#### [WRITTEN TASK]
Return the entries below verbatim, from the first line through the line containing "[255, 104, 350, 113]", inclusive.

#### [MATERIALS PROVIDED]
○ ○ ○ ○
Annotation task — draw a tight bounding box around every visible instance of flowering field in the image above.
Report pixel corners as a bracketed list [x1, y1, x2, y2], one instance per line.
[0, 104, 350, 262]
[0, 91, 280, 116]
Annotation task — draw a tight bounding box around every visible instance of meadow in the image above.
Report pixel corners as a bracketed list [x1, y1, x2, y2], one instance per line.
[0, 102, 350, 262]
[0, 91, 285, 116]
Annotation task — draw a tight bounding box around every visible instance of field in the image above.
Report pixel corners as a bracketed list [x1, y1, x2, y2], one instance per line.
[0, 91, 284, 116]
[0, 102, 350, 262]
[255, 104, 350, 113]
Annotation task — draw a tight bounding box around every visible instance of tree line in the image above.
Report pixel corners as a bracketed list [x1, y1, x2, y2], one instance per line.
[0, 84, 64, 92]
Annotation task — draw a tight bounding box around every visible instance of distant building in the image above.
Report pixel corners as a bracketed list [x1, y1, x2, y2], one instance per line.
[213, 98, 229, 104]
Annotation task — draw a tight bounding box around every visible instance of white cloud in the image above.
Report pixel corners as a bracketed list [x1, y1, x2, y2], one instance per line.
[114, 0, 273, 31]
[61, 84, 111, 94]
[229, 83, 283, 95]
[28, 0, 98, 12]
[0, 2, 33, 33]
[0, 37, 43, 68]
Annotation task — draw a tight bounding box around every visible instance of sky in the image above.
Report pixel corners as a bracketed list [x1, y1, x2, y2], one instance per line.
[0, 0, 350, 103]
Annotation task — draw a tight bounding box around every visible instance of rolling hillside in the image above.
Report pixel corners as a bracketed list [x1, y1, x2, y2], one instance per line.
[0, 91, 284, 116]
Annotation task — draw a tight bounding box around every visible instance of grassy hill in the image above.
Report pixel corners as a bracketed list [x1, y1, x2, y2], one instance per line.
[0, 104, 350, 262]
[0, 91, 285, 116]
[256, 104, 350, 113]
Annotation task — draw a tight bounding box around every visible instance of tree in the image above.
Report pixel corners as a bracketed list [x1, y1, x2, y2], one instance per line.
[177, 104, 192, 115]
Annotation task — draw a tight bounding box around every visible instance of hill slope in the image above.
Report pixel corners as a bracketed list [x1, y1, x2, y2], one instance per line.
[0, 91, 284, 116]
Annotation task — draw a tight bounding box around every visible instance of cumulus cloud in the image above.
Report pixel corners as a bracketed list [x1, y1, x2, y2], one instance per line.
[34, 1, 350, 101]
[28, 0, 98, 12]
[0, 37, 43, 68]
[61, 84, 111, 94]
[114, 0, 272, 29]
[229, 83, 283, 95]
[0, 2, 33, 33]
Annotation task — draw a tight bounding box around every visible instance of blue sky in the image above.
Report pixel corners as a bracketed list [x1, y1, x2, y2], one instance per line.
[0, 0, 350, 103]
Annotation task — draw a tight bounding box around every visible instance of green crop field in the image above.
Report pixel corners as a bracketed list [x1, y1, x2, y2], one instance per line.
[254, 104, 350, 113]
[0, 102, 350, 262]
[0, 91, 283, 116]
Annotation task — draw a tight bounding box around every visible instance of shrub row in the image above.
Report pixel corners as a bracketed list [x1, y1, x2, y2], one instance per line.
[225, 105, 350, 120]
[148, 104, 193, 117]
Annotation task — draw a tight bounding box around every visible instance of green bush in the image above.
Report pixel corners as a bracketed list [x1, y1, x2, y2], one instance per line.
○ ○ ○ ○
#### [RESULT OF THE TASK]
Annotation task — draw a tight bounding box around every visible instance of flowering field in the image above.
Report pixel corners as a bracketed list [x1, y1, x2, y2], one instance per line.
[0, 104, 350, 262]
[0, 91, 280, 116]
Annotation task — draw a tight bounding box around every visible instance of meadow in the image above.
Report pixel corners as a bracketed list [x1, y1, x2, y2], one instance per line.
[0, 102, 350, 262]
[0, 91, 285, 116]
Annotation task — draw a tight bounding box around every visible instance of field in the image above.
Report pixel corners as a bracketed list [x1, y1, x2, y2], one instance per line.
[0, 91, 284, 116]
[0, 102, 350, 262]
[255, 104, 350, 113]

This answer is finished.